Aim of the exercise: A word-for-word restatement of every entry is what is needed here.

[Extracted data entries]
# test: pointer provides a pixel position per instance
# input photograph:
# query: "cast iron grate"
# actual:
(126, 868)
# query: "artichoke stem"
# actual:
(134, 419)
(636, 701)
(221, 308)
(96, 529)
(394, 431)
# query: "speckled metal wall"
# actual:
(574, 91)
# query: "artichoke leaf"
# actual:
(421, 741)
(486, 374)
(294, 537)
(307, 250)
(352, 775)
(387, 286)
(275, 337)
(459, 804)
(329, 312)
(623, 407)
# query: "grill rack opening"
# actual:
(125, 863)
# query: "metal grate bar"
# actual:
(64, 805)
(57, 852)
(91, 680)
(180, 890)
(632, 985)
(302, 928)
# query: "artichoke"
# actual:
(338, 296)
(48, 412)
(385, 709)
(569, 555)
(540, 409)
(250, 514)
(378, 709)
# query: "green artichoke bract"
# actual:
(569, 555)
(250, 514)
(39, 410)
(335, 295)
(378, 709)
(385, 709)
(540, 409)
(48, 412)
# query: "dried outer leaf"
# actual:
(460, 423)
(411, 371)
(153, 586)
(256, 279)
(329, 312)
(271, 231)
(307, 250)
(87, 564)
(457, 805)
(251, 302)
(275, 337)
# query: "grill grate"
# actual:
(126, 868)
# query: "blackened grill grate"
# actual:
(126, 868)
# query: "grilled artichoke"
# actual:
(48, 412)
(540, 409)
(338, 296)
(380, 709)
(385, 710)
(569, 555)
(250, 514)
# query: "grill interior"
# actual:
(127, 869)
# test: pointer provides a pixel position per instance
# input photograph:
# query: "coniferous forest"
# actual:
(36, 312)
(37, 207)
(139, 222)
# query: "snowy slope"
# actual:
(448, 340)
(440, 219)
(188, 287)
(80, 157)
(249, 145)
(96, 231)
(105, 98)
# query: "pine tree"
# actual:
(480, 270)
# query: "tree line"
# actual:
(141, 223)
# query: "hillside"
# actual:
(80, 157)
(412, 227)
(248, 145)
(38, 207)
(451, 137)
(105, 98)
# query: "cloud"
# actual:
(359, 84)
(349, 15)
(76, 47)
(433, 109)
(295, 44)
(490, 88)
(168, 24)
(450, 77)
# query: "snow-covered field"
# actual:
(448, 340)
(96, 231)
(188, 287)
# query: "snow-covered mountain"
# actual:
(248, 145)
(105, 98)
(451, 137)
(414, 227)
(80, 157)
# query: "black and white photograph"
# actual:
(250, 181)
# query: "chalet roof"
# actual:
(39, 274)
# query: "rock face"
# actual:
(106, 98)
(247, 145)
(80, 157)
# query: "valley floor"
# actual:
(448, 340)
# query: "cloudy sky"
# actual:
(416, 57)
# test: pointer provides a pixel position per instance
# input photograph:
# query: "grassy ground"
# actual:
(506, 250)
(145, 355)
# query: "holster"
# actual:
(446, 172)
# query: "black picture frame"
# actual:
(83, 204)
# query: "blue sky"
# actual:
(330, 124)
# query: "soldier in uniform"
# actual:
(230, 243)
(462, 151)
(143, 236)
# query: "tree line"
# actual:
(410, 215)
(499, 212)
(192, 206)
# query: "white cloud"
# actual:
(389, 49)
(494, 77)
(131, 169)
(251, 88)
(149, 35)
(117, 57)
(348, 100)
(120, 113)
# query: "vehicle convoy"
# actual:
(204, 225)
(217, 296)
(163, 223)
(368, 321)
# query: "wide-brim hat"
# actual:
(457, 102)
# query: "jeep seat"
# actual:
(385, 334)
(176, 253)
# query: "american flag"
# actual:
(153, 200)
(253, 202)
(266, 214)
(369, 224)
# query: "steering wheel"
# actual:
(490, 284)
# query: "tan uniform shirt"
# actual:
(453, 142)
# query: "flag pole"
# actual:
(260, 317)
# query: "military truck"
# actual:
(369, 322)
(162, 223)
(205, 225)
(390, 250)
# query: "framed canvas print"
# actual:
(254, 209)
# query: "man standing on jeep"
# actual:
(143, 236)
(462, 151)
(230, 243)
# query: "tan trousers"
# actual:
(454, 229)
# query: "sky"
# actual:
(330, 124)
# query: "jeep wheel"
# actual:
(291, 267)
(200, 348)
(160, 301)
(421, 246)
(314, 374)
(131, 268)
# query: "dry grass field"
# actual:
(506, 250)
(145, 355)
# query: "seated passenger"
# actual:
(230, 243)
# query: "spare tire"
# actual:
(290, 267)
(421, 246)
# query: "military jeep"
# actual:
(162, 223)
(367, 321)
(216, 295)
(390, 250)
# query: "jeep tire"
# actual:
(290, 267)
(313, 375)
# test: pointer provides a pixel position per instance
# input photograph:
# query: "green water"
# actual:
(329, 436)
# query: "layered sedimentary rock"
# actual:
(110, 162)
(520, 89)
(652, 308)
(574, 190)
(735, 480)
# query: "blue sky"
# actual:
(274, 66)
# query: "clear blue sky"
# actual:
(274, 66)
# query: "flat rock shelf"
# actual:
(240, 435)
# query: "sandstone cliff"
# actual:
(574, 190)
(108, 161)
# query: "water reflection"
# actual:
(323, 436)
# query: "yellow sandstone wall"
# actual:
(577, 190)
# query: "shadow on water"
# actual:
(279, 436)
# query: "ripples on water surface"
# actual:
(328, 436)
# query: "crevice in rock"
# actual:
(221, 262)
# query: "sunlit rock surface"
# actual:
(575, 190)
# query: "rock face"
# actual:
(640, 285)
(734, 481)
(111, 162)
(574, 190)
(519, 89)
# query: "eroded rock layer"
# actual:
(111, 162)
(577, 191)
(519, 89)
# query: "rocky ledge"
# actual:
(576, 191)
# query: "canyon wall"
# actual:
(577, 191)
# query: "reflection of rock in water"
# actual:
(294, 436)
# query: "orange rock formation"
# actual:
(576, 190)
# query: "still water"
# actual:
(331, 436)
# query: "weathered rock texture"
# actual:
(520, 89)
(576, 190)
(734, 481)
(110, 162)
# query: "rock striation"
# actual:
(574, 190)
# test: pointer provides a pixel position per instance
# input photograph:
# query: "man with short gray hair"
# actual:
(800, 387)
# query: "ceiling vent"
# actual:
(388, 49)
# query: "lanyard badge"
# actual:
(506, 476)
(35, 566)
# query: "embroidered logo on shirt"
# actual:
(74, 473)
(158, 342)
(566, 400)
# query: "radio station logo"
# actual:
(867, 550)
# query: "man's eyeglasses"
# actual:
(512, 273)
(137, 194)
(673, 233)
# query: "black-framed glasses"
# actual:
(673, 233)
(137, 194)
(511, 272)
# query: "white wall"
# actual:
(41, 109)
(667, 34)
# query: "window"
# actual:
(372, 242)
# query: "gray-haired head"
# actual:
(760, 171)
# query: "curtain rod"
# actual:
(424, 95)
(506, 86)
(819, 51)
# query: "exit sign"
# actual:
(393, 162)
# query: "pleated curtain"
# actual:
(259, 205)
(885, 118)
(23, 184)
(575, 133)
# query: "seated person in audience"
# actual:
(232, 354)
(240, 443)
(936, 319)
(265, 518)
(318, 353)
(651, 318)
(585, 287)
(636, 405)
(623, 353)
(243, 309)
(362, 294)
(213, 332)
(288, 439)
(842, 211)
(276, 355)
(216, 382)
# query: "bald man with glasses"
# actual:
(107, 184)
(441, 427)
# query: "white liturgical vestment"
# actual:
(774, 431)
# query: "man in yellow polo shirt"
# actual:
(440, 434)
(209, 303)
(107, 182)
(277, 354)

Task result:
# test: pointer provides a pixel position per instance
# input photograph:
# query: "cast iron grate"
# actual:
(126, 868)
# query: "artichoke stem"
# actual:
(134, 419)
(636, 701)
(221, 308)
(96, 529)
(394, 431)
# query: "speckled metal wall"
# actual:
(574, 91)
# query: "artichoke leaf"
# actual:
(421, 741)
(486, 374)
(294, 537)
(307, 250)
(352, 775)
(387, 286)
(275, 337)
(459, 804)
(329, 312)
(623, 407)
# query: "grill rack opening"
# actual:
(125, 863)
# query: "metal grate bar"
# actual:
(64, 805)
(57, 852)
(91, 680)
(180, 890)
(632, 985)
(302, 928)
# query: "artichoke"
# actual:
(338, 296)
(48, 412)
(385, 709)
(569, 555)
(540, 409)
(250, 514)
(378, 709)
# query: "green artichoke bract"
# actual:
(569, 555)
(250, 514)
(39, 410)
(335, 295)
(378, 709)
(385, 709)
(540, 409)
(48, 412)
# query: "dried outer leaf"
# actual:
(460, 423)
(411, 371)
(153, 586)
(256, 279)
(329, 312)
(271, 231)
(307, 250)
(87, 564)
(457, 805)
(251, 302)
(275, 337)
# query: "grill grate"
# actual:
(126, 868)
# query: "blackened grill grate"
# actual:
(126, 868)
# query: "grilled artichoke"
# actual:
(48, 412)
(540, 409)
(338, 296)
(380, 709)
(385, 710)
(569, 555)
(250, 514)
# query: "grill interior"
# actual:
(127, 869)
# test: pointer provides a pixel position per instance
# input photograph:
# query: "coniferous forest"
# actual:
(36, 312)
(37, 207)
(139, 222)
# query: "snowy slope"
# actual:
(448, 340)
(440, 219)
(188, 287)
(80, 157)
(249, 145)
(96, 231)
(105, 98)
# query: "pine tree"
# actual:
(480, 270)
# query: "tree line"
# actual:
(141, 223)
# query: "hillside"
# actual:
(80, 157)
(412, 227)
(248, 145)
(38, 207)
(451, 137)
(105, 98)
# query: "cloud"
# actual:
(359, 84)
(349, 15)
(76, 47)
(433, 109)
(295, 44)
(490, 88)
(168, 24)
(450, 77)
# query: "snow-covered field"
# actual:
(448, 340)
(96, 231)
(188, 287)
# query: "snow-covered mountain"
# actual:
(248, 145)
(105, 98)
(451, 137)
(414, 227)
(80, 157)
# query: "black and white photograph"
# actual:
(250, 181)
# query: "chalet roof"
# actual:
(39, 274)
# query: "rock face"
# actual:
(106, 98)
(247, 145)
(80, 157)
# query: "valley floor"
# actual:
(448, 340)
# query: "cloudy sky"
# actual:
(416, 57)
# test: pointer provides a pixel position per instance
# input photograph:
# query: "grassy ground"
# actual:
(506, 250)
(145, 355)
# query: "holster"
# actual:
(446, 172)
# query: "black picture frame"
# actual:
(83, 204)
# query: "blue sky"
# actual:
(330, 124)
# query: "soldier in uniform"
# actual:
(230, 243)
(462, 151)
(143, 236)
# query: "tree line"
# actual:
(410, 215)
(499, 212)
(192, 206)
# query: "white cloud"
# actual:
(389, 49)
(494, 77)
(131, 169)
(251, 88)
(149, 35)
(117, 57)
(348, 100)
(120, 113)
# query: "vehicle convoy"
# actual:
(204, 225)
(217, 296)
(163, 223)
(368, 321)
# query: "wide-brim hat"
# actual:
(457, 102)
# query: "jeep seat"
# actual:
(385, 334)
(176, 253)
# query: "american flag"
# actual:
(153, 200)
(253, 202)
(266, 214)
(369, 224)
# query: "steering wheel"
# actual:
(490, 284)
# query: "tan uniform shirt"
# actual:
(453, 142)
# query: "flag pole"
# actual:
(260, 317)
# query: "military truck"
# actual:
(369, 322)
(162, 223)
(205, 225)
(390, 250)
# query: "framed canvas print"
# actual:
(254, 209)
# query: "man standing on jeep"
# actual:
(143, 236)
(462, 151)
(230, 243)
# query: "tan trousers"
# actual:
(454, 229)
# query: "sky"
# actual:
(330, 124)
# query: "jeep wheel"
# actual:
(291, 267)
(200, 348)
(160, 301)
(421, 246)
(314, 374)
(131, 268)
# query: "dry grass field"
# actual:
(506, 250)
(145, 355)
# query: "seated passenger"
# actual:
(230, 243)
# query: "spare tire"
# actual:
(290, 267)
(421, 246)
# query: "military jeep"
# actual:
(162, 223)
(367, 321)
(216, 295)
(390, 250)
# query: "jeep tire"
# actual:
(290, 267)
(313, 375)
# test: pointer provides a pixel position per instance
# input photograph:
# query: "green water"
# actual:
(329, 436)
# query: "layered sedimentary rock"
# actual:
(110, 162)
(520, 89)
(652, 308)
(574, 190)
(735, 480)
# query: "blue sky"
# actual:
(274, 66)
# query: "clear blue sky"
# actual:
(274, 66)
# query: "flat rock shelf"
# actual:
(240, 435)
# query: "sandstone cliff"
# actual:
(574, 190)
(108, 161)
# query: "water reflection"
# actual:
(323, 436)
# query: "yellow sandstone wall"
# actual:
(577, 190)
# query: "shadow on water"
# actual:
(279, 436)
# query: "ripples on water surface"
# actual:
(328, 436)
# query: "crevice in rock"
# actual:
(221, 262)
# query: "sunlit rock surface"
# actual:
(575, 190)
# query: "rock face"
# actual:
(640, 285)
(734, 481)
(111, 162)
(574, 190)
(519, 89)
# query: "eroded rock layer"
# actual:
(111, 162)
(577, 191)
(519, 89)
# query: "rocky ledge"
# actual:
(576, 191)
# query: "canyon wall"
# actual:
(577, 191)
# query: "reflection of rock in water"
# actual:
(294, 436)
# query: "orange rock formation"
# actual:
(576, 190)
# query: "still water"
# actual:
(331, 436)
# query: "weathered rock texture"
# actual:
(520, 89)
(576, 190)
(734, 481)
(110, 162)
# query: "rock striation"
# actual:
(574, 190)
# test: pointer provides a pixel position per instance
# input photograph:
# query: "man with short gray hair"
# actual:
(800, 387)
# query: "ceiling vent"
# actual:
(388, 49)
# query: "lanyard badge"
# actual:
(506, 476)
(35, 566)
# query: "embroidered logo on shirt"
# actual:
(74, 473)
(158, 342)
(566, 400)
# query: "radio station logo"
# actual:
(867, 550)
# query: "man's eyeglasses"
# actual:
(512, 273)
(137, 194)
(673, 233)
# query: "black-framed glasses"
# actual:
(673, 233)
(137, 194)
(511, 272)
# query: "white wall"
# actual:
(41, 109)
(667, 34)
# query: "window"
# actual:
(372, 242)
# query: "gray-haired head"
# actual:
(760, 171)
# query: "curtain rod"
# actual:
(424, 95)
(506, 86)
(819, 51)
# query: "exit sign"
# actual:
(393, 162)
# query: "pleated curtain"
# actual:
(259, 205)
(885, 118)
(23, 184)
(575, 133)
# query: "seated person in audience"
# actual:
(232, 354)
(240, 443)
(936, 319)
(265, 518)
(318, 353)
(651, 318)
(585, 287)
(636, 405)
(623, 353)
(243, 309)
(362, 294)
(213, 332)
(288, 439)
(842, 211)
(276, 355)
(216, 382)
# query: "bald man with glasses"
# actual:
(107, 184)
(441, 427)
# query: "white liturgical vestment"
# actual:
(774, 431)
# query: "man in yellow polo shirt"
# actual:
(440, 434)
(209, 303)
(107, 182)
(277, 354)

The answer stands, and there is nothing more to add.